# Charge Plug Sizing Help



## edindave (29 Jun 2012)

Hoping some Charge Plug owners on here can help... Am considering a Charge Plug but not sure about the sizing.
Height 5'6" / 168cm and 29" inside leg. My road bike is a 52cm Scott CR1.

I've read various reports of people 5'7" feeling the Small is too big, but the XSmall seems to be very short on the tup tube. The sizing charts in Wiggle/Evans etc just don't match up against the frame sizing on the Charge site. Am not sure if anywhere in Edinburgh will stock one but I plan to visit the Evans store over the weekend.

Are there are any Plug owners on here who can offer some advice?

Thanks!


----------



## edindave (30 Jun 2012)

I went to Evans earlier and had a look at a Small Charge Sink, which looks to have a frame very similar to the Plug.

It did feel borderline too big. I can just about get both feet flat standing over it but it was almost giving me a wedgie. Reach wise it felt just on the reachy side of OK on the flat bars, but I think if it had bull horns I would be slightly too stretched.

So I think the XSmall will be a better fit for me.

Not going to rush a decision though as I might find an alternative. The Plug seems like a good buy for the money if I can get one around £380.


----------



## HLaB (30 Jun 2012)

I think they've put it up but the Viking Road FX is great VfM at £180; I think the Ed Co Op had their SS on offer too.


----------



## edindave (30 Jun 2012)

I looked at the Viking but it seemed to only come in ridiculously large sizes. I will bide my time and wait for some sales!
Is the viking steel frame or alu? Really want to avoid alu as my hybrid is alu frame carbon fork and it's like a pneumatic drill on Edinburgh's cobbles.


----------



## HLaB (30 Jun 2012)

edindave said:


> I looked at the Viking but it seemed to only come in ridiculously large sizes. I will bide my time and wait for some sales!
> Is the viking steel frame or alu? Really want to avoid alu as my hybrid is alu frame carbon fork and it's like a pneumatic drill on Edinburgh's cobbles.


iirc correctly it comes in a 53cm, 56cm and 59cm, a quick look its slightly reduced again. The Viking is steel.


----------



## edindave (30 Jun 2012)

I think the last time I looked I only saw a 56cm and a 59cm. I wonder if the 53cm would fit me. Less than half the price of the Plug, I can't ignore it as an option. 
The bars are very wide though at 44cm. My road bike bars feel a bit too big for me at 42cm - not changed them yet though.
How's it been so far and how many miles have you done. I know you've been on some good long runs on it up here no problem.


----------



## HLaB (30 Jun 2012)

When i first bought it I thought 44cm was very wide (40cm suits me best, Kinesis/ Sirrus are 40cm, Bianchi's 42cm); I've since found it OK, there's actually a lot of space on longer rides to comfortably place your hand on the flats. I've done 430miles on it so far, my longest was 114miles but that was down south. The addition of clipless has been a good move for up here. I took it out for a wee blast tonight en route to the local supermarket for things like that its much better than having to bother about the road bike and is great fun


----------



## jim55 (30 Jun 2012)

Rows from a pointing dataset
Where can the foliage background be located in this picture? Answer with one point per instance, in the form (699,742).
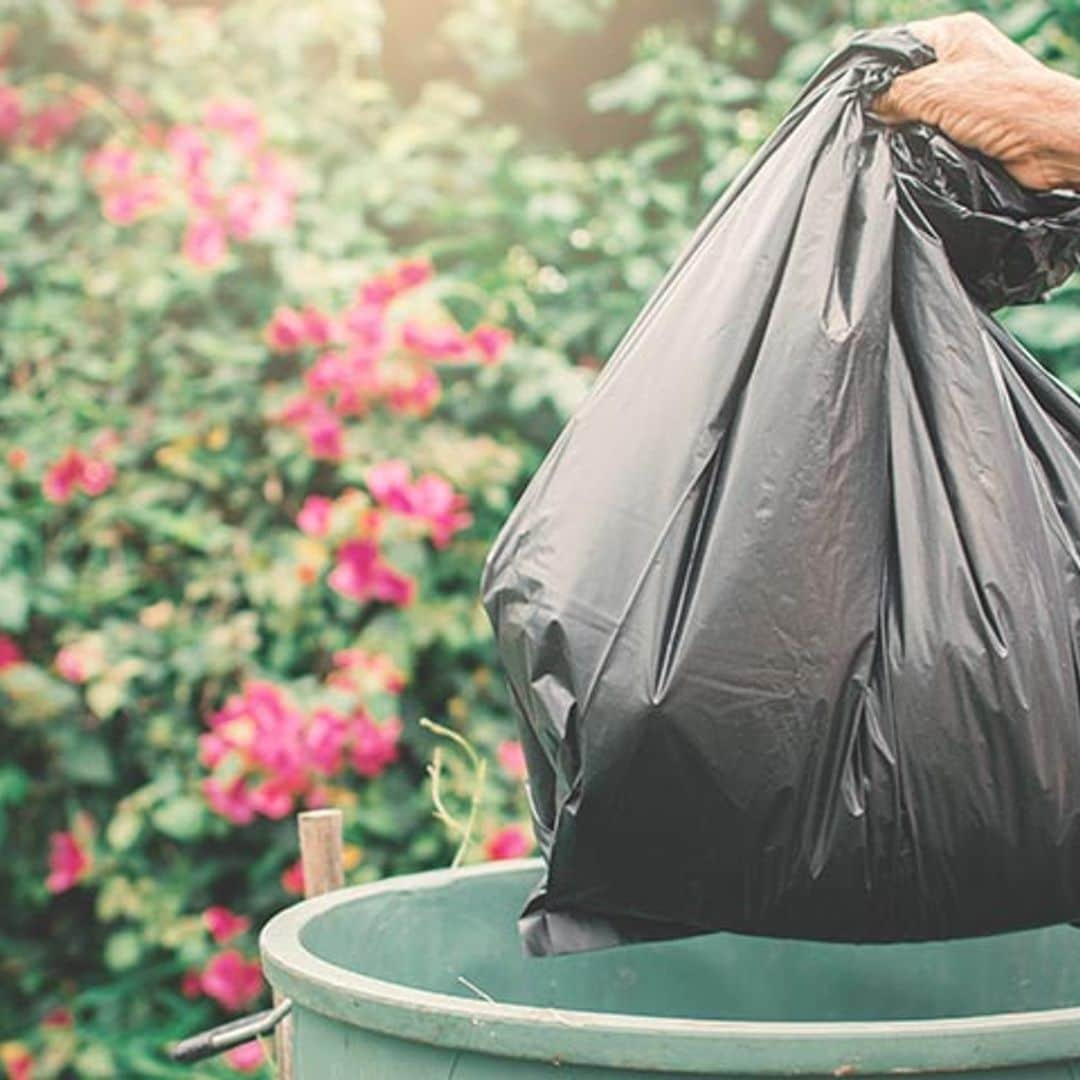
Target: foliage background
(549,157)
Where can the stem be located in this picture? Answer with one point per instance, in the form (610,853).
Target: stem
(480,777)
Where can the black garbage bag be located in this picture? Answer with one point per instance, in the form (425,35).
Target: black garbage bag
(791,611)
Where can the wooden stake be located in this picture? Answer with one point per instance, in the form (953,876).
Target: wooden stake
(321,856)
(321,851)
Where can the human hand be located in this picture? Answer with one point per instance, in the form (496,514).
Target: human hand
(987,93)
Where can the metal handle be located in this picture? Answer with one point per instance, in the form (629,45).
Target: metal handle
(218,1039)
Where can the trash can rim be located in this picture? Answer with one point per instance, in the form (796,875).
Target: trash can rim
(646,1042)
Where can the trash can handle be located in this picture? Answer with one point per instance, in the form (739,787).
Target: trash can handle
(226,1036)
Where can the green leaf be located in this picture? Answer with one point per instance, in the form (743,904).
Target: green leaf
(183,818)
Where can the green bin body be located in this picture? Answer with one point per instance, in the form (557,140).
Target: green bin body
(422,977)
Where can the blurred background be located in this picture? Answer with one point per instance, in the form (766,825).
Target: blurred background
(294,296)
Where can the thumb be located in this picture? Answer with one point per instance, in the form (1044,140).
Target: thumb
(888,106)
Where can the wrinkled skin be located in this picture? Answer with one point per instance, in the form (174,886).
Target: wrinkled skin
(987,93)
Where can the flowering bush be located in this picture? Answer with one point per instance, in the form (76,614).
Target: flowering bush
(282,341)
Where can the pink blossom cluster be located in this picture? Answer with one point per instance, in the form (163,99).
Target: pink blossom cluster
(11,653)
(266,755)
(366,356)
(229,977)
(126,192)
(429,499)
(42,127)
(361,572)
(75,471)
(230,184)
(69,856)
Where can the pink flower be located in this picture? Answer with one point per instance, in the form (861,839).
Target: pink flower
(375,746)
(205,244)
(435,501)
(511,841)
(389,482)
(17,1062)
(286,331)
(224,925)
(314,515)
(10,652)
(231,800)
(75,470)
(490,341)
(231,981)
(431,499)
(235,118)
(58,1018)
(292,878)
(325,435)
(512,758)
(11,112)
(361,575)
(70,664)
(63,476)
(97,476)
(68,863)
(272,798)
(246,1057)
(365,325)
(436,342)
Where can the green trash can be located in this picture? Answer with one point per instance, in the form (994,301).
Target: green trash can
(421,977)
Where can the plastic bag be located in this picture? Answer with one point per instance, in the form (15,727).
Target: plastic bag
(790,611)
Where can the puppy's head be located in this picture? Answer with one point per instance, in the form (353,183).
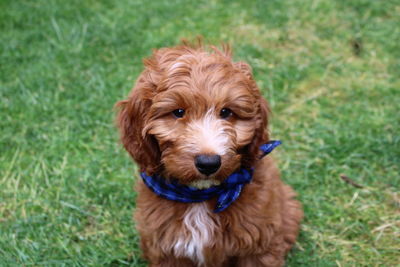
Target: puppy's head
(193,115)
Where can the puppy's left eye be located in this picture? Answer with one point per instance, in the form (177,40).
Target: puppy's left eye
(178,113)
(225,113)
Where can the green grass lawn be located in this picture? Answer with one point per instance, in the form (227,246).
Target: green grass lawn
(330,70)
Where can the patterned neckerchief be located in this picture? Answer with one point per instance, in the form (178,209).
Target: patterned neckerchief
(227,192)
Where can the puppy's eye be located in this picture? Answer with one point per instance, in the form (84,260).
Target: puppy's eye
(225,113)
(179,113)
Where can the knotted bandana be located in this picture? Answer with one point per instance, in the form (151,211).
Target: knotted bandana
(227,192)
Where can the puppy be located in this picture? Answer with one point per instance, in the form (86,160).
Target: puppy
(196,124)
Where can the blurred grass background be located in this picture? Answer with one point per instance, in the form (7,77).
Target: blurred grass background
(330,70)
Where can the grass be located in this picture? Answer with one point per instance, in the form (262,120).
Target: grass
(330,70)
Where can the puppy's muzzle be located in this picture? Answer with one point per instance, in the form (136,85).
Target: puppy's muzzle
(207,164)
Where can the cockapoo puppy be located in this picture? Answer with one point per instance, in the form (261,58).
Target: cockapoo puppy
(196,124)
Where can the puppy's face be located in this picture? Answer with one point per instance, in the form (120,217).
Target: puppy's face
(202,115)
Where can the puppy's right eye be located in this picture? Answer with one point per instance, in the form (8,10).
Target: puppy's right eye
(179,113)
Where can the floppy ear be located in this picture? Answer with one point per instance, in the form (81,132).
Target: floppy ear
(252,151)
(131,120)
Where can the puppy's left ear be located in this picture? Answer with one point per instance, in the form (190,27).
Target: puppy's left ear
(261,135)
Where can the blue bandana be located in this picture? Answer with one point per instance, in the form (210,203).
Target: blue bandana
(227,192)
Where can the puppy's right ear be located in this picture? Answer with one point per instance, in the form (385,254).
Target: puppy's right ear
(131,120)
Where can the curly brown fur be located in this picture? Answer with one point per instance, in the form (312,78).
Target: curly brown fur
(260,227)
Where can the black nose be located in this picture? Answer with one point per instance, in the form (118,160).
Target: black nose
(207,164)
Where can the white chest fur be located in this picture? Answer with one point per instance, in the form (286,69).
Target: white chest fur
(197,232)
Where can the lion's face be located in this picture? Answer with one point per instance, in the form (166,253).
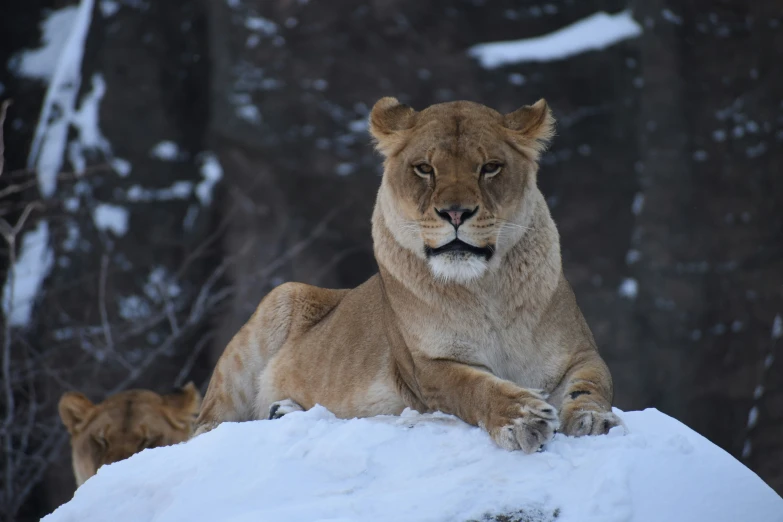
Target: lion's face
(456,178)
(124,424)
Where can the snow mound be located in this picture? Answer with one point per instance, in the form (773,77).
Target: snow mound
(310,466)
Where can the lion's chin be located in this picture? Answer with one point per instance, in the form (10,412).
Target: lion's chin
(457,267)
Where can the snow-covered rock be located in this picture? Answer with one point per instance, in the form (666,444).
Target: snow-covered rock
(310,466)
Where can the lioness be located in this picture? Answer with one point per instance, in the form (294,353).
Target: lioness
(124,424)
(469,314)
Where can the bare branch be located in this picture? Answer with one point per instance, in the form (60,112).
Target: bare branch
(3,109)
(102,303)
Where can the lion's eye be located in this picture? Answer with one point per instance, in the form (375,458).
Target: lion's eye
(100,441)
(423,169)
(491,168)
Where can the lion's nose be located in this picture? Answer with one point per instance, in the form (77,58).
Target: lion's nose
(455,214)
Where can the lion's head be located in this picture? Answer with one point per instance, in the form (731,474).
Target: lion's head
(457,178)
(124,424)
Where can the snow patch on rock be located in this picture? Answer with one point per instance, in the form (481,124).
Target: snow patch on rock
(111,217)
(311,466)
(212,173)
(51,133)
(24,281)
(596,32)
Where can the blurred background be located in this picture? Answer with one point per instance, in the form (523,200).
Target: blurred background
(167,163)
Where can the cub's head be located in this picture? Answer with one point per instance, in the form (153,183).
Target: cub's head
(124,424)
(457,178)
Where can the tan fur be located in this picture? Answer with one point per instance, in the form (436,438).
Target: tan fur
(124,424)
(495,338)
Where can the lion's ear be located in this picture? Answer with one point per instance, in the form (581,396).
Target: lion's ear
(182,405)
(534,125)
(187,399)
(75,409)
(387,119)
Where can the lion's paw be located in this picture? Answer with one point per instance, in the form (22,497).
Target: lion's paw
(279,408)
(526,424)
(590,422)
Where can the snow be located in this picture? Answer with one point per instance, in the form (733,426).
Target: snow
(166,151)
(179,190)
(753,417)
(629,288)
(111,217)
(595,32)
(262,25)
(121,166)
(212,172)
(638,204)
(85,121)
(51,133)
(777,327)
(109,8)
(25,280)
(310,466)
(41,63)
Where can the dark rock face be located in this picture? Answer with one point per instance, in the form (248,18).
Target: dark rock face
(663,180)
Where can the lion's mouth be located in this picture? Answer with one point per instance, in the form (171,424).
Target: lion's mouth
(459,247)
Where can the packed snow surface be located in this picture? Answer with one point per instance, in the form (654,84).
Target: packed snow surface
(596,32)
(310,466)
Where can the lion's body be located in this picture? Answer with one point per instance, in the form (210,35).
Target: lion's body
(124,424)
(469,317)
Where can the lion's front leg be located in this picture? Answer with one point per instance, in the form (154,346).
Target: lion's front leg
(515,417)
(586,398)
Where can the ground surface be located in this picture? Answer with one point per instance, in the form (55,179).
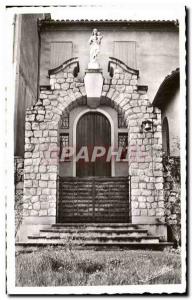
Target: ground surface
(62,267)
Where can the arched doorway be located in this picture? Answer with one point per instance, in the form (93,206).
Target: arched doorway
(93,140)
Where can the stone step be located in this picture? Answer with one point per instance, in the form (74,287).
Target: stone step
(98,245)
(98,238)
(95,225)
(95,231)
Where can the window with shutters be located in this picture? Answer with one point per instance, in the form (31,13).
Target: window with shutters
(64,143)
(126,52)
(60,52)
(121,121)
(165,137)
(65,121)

--- PROBLEMS AND TASKS ---
**A)** According to HLaB's recollection in the sizing thread, what frame sizes does the Viking come in?
**B)** Answer these questions from the sizing thread:
(i) What is edindave's height in centimeters?
(ii) Around what price does edindave hope to get a Plug?
(iii) How many miles has HLaB done on the Viking so far?
**C)** Reproduce the part of the sizing thread starting with "The bars are" and going on through "here no problem.".

--- ANSWERS GIVEN ---
**A)** 53cm, 56cm, 59cm

**B)**
(i) 168cm
(ii) Around £380
(iii) 430 miles

**C)**
The bars are very wide though at 44cm. My road bike bars feel a bit too big for me at 42cm - not changed them yet though.
How's it been so far and how many miles have you done. I know you've been on some good long runs on it up here no problem.